Many of the NAICS sectors feature combinations of old SIC divisions, while others are long-neglected economic sectors. For instance, the NAICS has an information sector that includes all establishments that create, disseminate, or provide the means to distribute information. "So everything from data-processing services to motion pictures, broadcasting, and sound recording industries ended up here, as did newspaper, book, and periodical publishers, previously classified as manufacturing, and software publishers, previously included in SIC services," explained Sabrosk. "There are 34 industries in this sector, of which, 20 are new, such as paging, cellular, wireless, and satellite communications. In NAICS, publishing—including reporting, writing, and editing—appears as a major economic activity in its own right, whereas printing remains in NAICS manufacturing. Software publishing goes here because creating a copyrighted product and brining it to market equates to the creative process for other types of intellectual products." This sector's creation will enable the U.S. government and business (and other governments and business enterprises for that matter) to track the tremendous impact of information-based industries on the U.S., Canadian, and Mexican economies for the very first time.
Other important new or overhauled sectors in the North American Industry Classification System include:
Professional/scientific/technical services—This grouping consists of businesses whose major input is "human capital," such as physicians and attorneys.
Health care/social assistance—The number of industries classified in this sector nearly doubled from those listed under the old SIC system. Among the 27 new industries included in this sector, particularly notable ones include health maintenance organizations (HMOs), organ banks, and continuing care retirement facilities.
Arts, entertainment and recreation—This new sector includes a variety of ascendant industries that reflect our changing lifestyles, such as fitness and recreational sports centers, casinos, skiing facilities, and outfitting companies.
Insurance and real estate—the parameters of these important economic sectors have been expanded and extensively reshaped to reflect current realities.
Wholesale and retail trade—"The distinction between retail and wholesale trade is now based on how the establishment conducts its business rather than on the class of customer that it serves," wrote Ambler in Business America. "Those businesses that operate from a storefront, advertise to the general public, and provide retail-type services are considered retailers in NAICS regardless of whether they sell primarily to businesses or consumers. This new definition reflects the changing structure of retail trade."

**Exercise set:**
[1] According to the NAICS excerpt, how many of the industries in the information sector are new?
[2] Duplicate the part of the NAICS excerpt that opens with the words containing "Other important new" and closes with "and outfitting companies.".
[3] Pick up the passage on the North American Industry Classification System after its last sentence and continue it.

[Source records]
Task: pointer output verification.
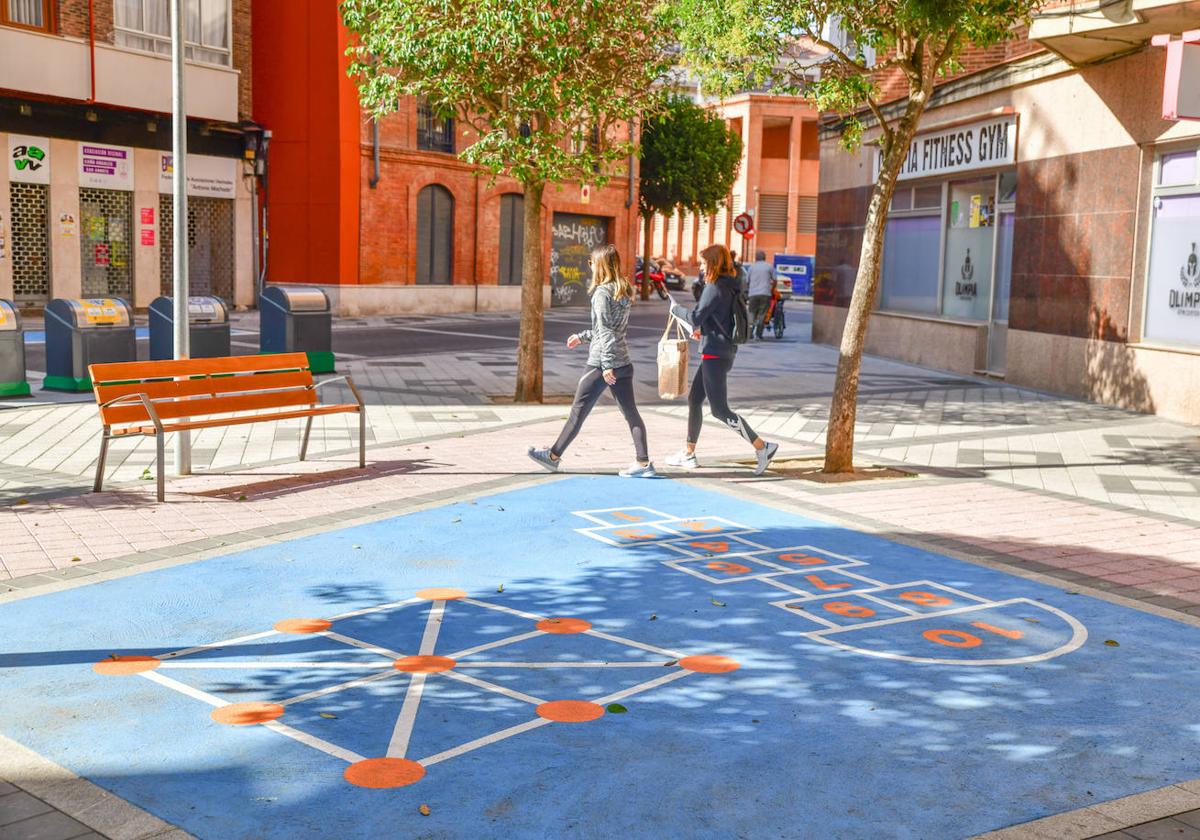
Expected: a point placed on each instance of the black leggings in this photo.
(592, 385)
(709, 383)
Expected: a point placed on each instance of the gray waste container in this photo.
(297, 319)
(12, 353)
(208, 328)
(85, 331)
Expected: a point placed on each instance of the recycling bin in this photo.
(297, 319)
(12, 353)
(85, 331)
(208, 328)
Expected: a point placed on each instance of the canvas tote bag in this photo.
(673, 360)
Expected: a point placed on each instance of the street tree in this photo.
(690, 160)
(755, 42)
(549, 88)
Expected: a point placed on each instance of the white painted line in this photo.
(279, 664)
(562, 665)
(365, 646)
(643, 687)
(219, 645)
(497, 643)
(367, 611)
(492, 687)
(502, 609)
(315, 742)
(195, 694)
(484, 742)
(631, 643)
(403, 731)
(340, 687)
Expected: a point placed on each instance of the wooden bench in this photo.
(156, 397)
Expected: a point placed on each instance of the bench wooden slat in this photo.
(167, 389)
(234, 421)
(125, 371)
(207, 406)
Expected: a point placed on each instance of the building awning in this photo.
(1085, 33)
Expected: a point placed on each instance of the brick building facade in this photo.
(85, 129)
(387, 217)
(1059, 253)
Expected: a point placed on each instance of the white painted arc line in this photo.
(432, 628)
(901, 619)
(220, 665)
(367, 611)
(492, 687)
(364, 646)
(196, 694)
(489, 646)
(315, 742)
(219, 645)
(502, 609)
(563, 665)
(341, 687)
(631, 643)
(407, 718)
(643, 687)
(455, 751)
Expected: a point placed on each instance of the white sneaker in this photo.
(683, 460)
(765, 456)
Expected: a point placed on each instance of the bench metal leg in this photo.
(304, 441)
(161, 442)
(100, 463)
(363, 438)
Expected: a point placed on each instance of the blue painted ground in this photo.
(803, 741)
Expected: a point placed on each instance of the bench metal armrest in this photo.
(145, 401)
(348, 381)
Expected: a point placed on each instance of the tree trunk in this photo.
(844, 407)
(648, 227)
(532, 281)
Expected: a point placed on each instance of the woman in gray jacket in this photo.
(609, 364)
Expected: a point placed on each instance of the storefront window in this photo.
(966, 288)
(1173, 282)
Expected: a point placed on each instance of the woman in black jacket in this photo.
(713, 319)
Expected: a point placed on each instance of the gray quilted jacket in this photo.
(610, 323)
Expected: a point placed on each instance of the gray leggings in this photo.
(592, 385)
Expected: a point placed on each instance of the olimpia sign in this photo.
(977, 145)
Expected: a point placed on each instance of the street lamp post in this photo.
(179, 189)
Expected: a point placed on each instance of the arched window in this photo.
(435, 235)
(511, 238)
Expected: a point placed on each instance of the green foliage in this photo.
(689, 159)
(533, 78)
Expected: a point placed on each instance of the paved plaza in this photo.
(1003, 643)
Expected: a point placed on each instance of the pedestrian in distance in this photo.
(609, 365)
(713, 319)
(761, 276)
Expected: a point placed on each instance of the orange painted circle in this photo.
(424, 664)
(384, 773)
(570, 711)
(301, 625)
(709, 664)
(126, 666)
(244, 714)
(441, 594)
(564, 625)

**Answers provided:**
[1] 20 of the sector's 34 industries are new.

[2]
Other important new or overhauled sectors in the North American Industry Classification System include:
Professional/scientific/technical services—This grouping consists of businesses whose major input is "human capital," such as physicians and attorneys.
Health care/social assistance—The number of industries classified in this sector nearly doubled from those listed under the old SIC system. Among the 27 new industries included in this sector, particularly notable ones include health maintenance organizations (HMOs), organ banks, and continuing care retirement facilities.
Arts, entertainment and recreation—This new sector includes a variety of ascendant industries that reflect our changing lifestyles, such as fitness and recreational sports centers, casinos, skiing facilities, and outfitting companies.

[3]
DIFFERENCES BETWEEN NAICS AND SIC SYSTEMS
Analysts have pointed out a number of significant differences between the new NAICS system and the Standard Industrial Classification arrangement that it replaces. Key areas in which the two systems differ include:
Focus—The NAICS focused on services industries and new industries driven by advanced technology, whereas the SIC system was heavily weighted toward manufacturing. In addition, the NAICS benefits from a unified, production-oriented conceptual framework. "Businesses that use similar production processes to produce a good or service are grouped together," explained Ambler. "This single conceptual framework ensures that the classification system will produce data for improved analysis of input/output patterns, productivity, unit labor costs, and industrial performance. There was no consistent conceptual framework for the SIC." However, analysts note that the differing definitions that exist between the NAICS and the SIC will make historical trend analysis a difficult undertaking in many instances. "Comparative statistics and bridge tables may help at the 2-digit SIC and 3-digit NAICS level of activity," noted Robert Haas and Thomas Wotruba in Agency Sales Magazine. "[But] more detailed comparisons and links with past data may require what the Census Bureau calls 'synthetic estimates.' These involve applying proportions or trends from details making up one data set to the totals in a related data set or category."
Nomenclature—Groupings within NAICS are known by different names than those in the SIC system. For example, the SIC called the highest level of aggregation in its system a "division," whereas the NAICS calls it a "sector." The SIC's next highest level of aggregation, meanwhile, was designated "major group," but in the NAICS it is known as a "subsector."
Update-friendly—NAICS codes will be reviewed and updated on a regular five-year cycle by NAFTA member countries to make the system as useful and relevant as possible. The old SIC system, on the other hand, was only revised every 10 or 15 years.
Comparability—The Four-digit SIC system was not linked to the economic data tracking systems of Canada or Mexico in any way. The NAICS system, on the other hand, enables analysts to directly compare industrial production statistics collected and published by all three NAFTA members. In addition, NAICS provides for increased compatibility with the International Standard Industrial Classification System, developed and maintained by the United Nations and widely used in Europe.
The ECPC published a revision to the original NAICS structure in 2002 as part of a planned five year update cycle. The next update is scheduled for release in 2007.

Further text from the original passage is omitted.